┌────────

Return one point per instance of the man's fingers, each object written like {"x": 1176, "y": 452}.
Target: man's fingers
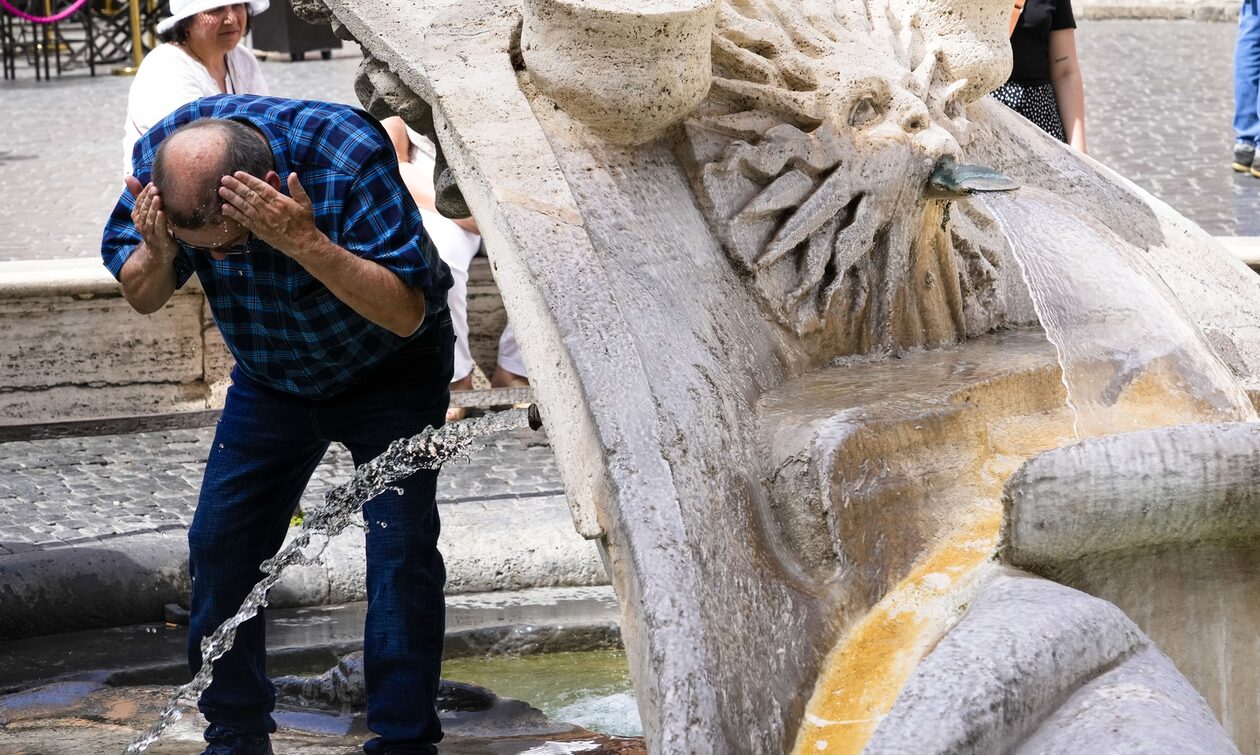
{"x": 297, "y": 192}
{"x": 240, "y": 217}
{"x": 258, "y": 187}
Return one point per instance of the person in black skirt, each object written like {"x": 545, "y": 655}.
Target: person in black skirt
{"x": 1046, "y": 85}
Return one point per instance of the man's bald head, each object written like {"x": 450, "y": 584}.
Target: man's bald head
{"x": 193, "y": 160}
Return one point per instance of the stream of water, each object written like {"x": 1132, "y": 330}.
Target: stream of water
{"x": 342, "y": 504}
{"x": 1123, "y": 339}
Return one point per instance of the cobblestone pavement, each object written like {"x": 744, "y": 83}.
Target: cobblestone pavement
{"x": 80, "y": 490}
{"x": 61, "y": 158}
{"x": 1159, "y": 105}
{"x": 1159, "y": 110}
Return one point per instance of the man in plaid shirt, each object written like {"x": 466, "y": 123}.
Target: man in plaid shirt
{"x": 333, "y": 301}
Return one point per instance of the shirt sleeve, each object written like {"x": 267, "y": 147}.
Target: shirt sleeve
{"x": 171, "y": 80}
{"x": 1064, "y": 18}
{"x": 252, "y": 82}
{"x": 120, "y": 238}
{"x": 381, "y": 222}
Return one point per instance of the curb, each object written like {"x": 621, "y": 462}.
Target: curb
{"x": 514, "y": 623}
{"x": 488, "y": 546}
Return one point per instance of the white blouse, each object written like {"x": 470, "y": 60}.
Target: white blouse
{"x": 169, "y": 77}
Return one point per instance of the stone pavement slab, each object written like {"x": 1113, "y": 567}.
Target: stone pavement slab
{"x": 93, "y": 530}
{"x": 78, "y": 490}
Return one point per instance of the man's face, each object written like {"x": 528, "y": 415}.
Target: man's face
{"x": 217, "y": 238}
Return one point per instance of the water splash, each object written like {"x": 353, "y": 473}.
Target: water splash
{"x": 1130, "y": 356}
{"x": 405, "y": 456}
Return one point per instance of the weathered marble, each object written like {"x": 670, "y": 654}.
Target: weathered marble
{"x": 766, "y": 358}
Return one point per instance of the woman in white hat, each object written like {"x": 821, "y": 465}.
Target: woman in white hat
{"x": 200, "y": 54}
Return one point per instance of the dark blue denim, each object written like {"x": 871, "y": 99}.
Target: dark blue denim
{"x": 266, "y": 446}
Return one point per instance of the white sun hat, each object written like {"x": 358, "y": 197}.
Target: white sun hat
{"x": 183, "y": 9}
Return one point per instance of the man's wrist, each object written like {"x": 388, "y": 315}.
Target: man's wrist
{"x": 315, "y": 246}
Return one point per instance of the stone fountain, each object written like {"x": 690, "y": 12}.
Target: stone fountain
{"x": 805, "y": 407}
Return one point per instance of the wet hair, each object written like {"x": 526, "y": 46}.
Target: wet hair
{"x": 243, "y": 151}
{"x": 178, "y": 34}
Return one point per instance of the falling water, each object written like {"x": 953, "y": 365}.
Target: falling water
{"x": 1130, "y": 357}
{"x": 427, "y": 450}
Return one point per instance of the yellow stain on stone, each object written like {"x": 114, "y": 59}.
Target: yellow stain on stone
{"x": 863, "y": 676}
{"x": 866, "y": 672}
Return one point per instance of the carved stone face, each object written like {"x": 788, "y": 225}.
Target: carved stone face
{"x": 810, "y": 158}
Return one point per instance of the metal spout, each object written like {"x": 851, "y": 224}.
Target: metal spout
{"x": 954, "y": 180}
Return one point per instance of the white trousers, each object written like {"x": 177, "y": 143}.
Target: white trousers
{"x": 456, "y": 247}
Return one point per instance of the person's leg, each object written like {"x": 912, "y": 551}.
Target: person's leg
{"x": 263, "y": 454}
{"x": 510, "y": 371}
{"x": 1246, "y": 77}
{"x": 406, "y": 615}
{"x": 456, "y": 301}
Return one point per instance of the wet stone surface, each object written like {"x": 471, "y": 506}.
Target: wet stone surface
{"x": 90, "y": 716}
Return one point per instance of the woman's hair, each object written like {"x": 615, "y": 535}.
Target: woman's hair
{"x": 178, "y": 34}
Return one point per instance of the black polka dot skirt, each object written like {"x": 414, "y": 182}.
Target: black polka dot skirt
{"x": 1035, "y": 102}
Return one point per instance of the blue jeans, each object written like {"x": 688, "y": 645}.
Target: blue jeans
{"x": 1246, "y": 74}
{"x": 266, "y": 446}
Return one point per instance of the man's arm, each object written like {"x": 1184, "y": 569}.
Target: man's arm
{"x": 1065, "y": 77}
{"x": 287, "y": 223}
{"x": 148, "y": 277}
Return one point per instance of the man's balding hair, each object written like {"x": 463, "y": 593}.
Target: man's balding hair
{"x": 190, "y": 197}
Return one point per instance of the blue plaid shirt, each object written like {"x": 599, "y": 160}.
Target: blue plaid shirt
{"x": 285, "y": 328}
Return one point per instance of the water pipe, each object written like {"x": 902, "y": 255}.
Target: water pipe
{"x": 954, "y": 180}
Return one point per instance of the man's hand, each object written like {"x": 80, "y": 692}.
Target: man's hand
{"x": 150, "y": 219}
{"x": 286, "y": 223}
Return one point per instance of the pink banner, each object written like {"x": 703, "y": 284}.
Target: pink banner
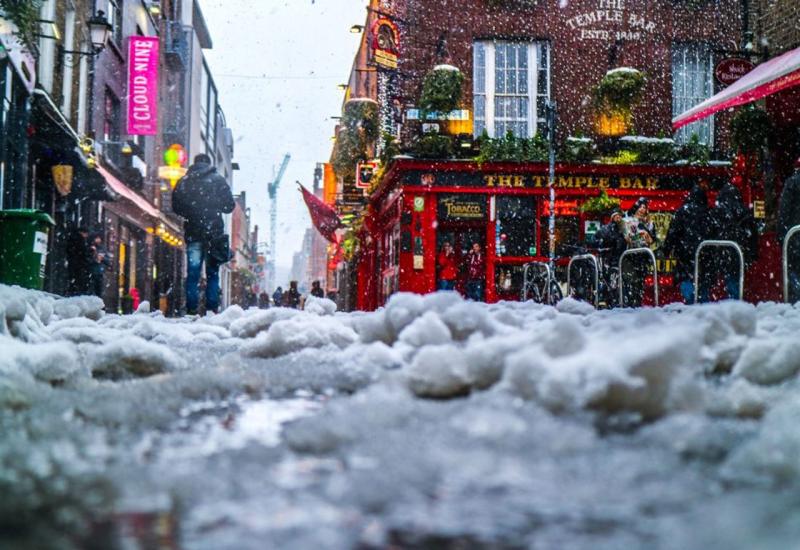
{"x": 142, "y": 86}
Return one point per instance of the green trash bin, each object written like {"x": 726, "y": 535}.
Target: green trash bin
{"x": 23, "y": 247}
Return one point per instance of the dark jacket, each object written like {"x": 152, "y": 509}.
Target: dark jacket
{"x": 317, "y": 291}
{"x": 689, "y": 227}
{"x": 789, "y": 214}
{"x": 732, "y": 221}
{"x": 611, "y": 237}
{"x": 292, "y": 298}
{"x": 201, "y": 197}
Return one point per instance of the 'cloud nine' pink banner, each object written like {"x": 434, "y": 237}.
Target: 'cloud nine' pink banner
{"x": 142, "y": 86}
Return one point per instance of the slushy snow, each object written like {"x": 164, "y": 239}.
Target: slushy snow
{"x": 433, "y": 422}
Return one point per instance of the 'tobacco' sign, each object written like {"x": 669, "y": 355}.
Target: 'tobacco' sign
{"x": 142, "y": 86}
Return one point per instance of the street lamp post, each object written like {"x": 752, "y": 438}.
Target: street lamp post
{"x": 552, "y": 117}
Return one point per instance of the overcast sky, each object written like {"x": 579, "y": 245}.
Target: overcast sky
{"x": 276, "y": 64}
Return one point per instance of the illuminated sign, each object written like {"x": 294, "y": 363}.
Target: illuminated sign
{"x": 385, "y": 43}
{"x": 611, "y": 21}
{"x": 462, "y": 207}
{"x": 142, "y": 86}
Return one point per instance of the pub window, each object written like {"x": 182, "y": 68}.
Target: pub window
{"x": 511, "y": 86}
{"x": 692, "y": 83}
{"x": 516, "y": 226}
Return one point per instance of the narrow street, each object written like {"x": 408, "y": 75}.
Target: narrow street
{"x": 435, "y": 423}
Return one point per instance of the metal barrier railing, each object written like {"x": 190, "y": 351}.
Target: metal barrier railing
{"x": 789, "y": 234}
{"x": 633, "y": 252}
{"x": 527, "y": 281}
{"x": 717, "y": 244}
{"x": 593, "y": 260}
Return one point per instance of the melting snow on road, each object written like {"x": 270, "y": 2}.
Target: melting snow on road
{"x": 433, "y": 423}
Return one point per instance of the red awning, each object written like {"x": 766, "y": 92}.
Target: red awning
{"x": 771, "y": 77}
{"x": 122, "y": 189}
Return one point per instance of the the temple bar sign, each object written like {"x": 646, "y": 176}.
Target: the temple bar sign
{"x": 645, "y": 183}
{"x": 610, "y": 20}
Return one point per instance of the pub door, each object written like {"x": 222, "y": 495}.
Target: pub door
{"x": 461, "y": 236}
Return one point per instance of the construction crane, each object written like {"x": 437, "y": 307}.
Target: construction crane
{"x": 272, "y": 189}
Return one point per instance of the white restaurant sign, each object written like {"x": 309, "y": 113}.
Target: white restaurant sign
{"x": 611, "y": 20}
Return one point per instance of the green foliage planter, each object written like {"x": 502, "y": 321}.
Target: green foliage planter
{"x": 360, "y": 115}
{"x": 600, "y": 206}
{"x": 441, "y": 90}
{"x": 358, "y": 132}
{"x": 651, "y": 150}
{"x": 512, "y": 149}
{"x": 25, "y": 15}
{"x": 619, "y": 90}
{"x": 750, "y": 129}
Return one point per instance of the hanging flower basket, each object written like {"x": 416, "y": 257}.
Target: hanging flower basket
{"x": 441, "y": 90}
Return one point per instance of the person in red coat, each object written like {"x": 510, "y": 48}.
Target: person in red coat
{"x": 447, "y": 267}
{"x": 476, "y": 273}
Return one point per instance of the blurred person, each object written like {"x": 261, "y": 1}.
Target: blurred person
{"x": 448, "y": 271}
{"x": 690, "y": 226}
{"x": 476, "y": 273}
{"x": 201, "y": 197}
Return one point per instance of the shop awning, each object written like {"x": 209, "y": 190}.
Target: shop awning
{"x": 780, "y": 73}
{"x": 128, "y": 193}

└────────

WHAT NEEDS TO BE DONE:
Write out again, exactly, the lines from the one holding "Return one point per instance of the hanging" through the end of the listing, with both ends included.

RESPONSE:
Return one point per instance of the hanging flower basket, each object written like {"x": 416, "y": 257}.
Target: hanging flower basket
{"x": 441, "y": 90}
Return one point per instance of the person in red coat, each object written like {"x": 510, "y": 48}.
Target: person in red coat
{"x": 447, "y": 267}
{"x": 476, "y": 273}
Return one point per instance of the blurred person, each object written like {"x": 261, "y": 1}.
Target: blurred person
{"x": 448, "y": 271}
{"x": 690, "y": 226}
{"x": 476, "y": 273}
{"x": 201, "y": 197}
Return one point per instance of the shop awning, each object written like {"x": 209, "y": 190}.
Target: shop awning
{"x": 780, "y": 73}
{"x": 128, "y": 193}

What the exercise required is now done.